Jan. 5 -- Don't expect the local economy to pick up for at least 18 months, but when it does, Santa Monica has the pieces in place to make a strong and lasting comeback. That is the forecast of local economic experts asked by The Lookout to predict what 2003 has in store for the City, and especially for the Downtown.

The predictions, they warned, would be scrapped if the country goes to war with Iraq, or if another terrorist attack further chills travel to a city that relies in large part on the tourist trade.

So far, Santa Monica has managed to weather the economic downturn better than most California cities, the experts contend, though the decline may seem more pronounced when the 1999 and 2000 boom years are used as a barometer.

"I think we're going to continue to do well, but this is not 1999 or 2000," said Robert O. York, a consultant for the Bayside District. "There has been a considerable shift in the economy."

"I'm cautiously optimistic we've hit bottom and are coming up," said Gwen Pentecost, senior economic analyst for the City's Economic Development Division. "I think that we are on the upturn again. It's just that it's not splendidly dramatic."

A major factor in the City's recovery will be the local impact of a staggering $34.8 billion deficit faced by the state, which, like the impacts of war and terrorism, is outside the control of local government.

The state budget deficit will contribute to a projected $8.5 million shortfall in Santa Monica's budget for next fiscal year, city officials said. If not addressed, they warn, the local deficit could grow to $16.4 million in the 2004-05 fiscal year.

"This is by far the worst budget problem the state has ever seen," said Mike Dennis, the City's finance director. Santa Monica, Dennis said, faces a "financial management challenge because we're impacted by forces we can't unilaterally control -- the state budget and visitors.

Task 1: From the article on Santa Monica's economic outlook, copy out word for word the passage that starts at "A major factor" and ends after "budget and visitors.".
Task 2: How many lines of the records contain the string "industrial"? Reply with the number only.

Location identification items

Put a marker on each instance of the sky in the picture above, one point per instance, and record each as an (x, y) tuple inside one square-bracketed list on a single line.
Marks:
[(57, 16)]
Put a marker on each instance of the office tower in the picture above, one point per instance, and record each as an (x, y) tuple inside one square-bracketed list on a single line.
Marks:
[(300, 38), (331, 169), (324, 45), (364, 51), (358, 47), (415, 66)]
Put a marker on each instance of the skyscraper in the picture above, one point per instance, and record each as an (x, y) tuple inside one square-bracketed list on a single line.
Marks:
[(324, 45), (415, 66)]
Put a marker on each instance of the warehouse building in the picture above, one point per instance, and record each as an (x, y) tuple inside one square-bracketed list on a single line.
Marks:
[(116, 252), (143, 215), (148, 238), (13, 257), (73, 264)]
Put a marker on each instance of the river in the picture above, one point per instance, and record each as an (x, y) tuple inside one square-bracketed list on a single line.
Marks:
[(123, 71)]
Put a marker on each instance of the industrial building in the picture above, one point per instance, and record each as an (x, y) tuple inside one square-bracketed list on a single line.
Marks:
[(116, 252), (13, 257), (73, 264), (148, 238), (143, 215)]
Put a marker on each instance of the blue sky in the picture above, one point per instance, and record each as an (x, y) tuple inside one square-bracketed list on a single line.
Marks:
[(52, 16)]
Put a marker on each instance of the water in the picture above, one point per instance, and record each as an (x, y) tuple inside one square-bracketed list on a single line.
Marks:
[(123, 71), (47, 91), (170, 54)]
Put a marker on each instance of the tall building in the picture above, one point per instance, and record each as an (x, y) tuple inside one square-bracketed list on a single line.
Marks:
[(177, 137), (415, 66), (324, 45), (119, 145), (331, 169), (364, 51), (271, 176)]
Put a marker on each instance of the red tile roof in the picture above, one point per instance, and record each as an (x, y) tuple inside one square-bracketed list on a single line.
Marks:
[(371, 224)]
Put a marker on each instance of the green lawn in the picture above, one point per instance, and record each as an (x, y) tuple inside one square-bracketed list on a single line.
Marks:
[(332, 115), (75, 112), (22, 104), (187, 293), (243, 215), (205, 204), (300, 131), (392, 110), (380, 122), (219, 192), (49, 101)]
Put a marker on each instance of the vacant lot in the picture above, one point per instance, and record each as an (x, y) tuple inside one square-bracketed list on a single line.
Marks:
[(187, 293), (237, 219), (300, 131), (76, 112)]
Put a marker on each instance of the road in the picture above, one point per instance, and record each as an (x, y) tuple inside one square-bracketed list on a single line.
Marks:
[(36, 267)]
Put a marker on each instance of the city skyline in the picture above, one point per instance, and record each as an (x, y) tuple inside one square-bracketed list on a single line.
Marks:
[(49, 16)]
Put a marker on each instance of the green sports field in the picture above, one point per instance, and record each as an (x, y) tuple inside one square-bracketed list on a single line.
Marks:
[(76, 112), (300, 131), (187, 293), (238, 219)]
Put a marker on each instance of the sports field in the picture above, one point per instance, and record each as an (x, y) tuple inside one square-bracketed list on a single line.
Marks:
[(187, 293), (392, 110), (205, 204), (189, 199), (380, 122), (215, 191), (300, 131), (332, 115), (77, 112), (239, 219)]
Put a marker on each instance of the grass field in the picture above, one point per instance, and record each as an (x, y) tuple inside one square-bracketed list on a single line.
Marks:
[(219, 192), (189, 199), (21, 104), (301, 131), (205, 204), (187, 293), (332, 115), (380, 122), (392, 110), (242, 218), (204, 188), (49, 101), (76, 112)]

Correct response 1:
A major factor in the City's recovery will be the local impact of a staggering $34.8 billion deficit faced by the state, which, like the impacts of war and terrorism, is outside the control of local government.

The state budget deficit will contribute to a projected $8.5 million shortfall in Santa Monica's budget for next fiscal year, city officials said. If not addressed, they warn, the local deficit could grow to $16.4 million in the 2004-05 fiscal year.

"This is by far the worst budget problem the state has ever seen," said Mike Dennis, the City's finance director. Santa Monica, Dennis said, faces a "financial management challenge because we're impacted by forces we can't unilaterally control -- the state budget and visitors.

Correct response 2: 1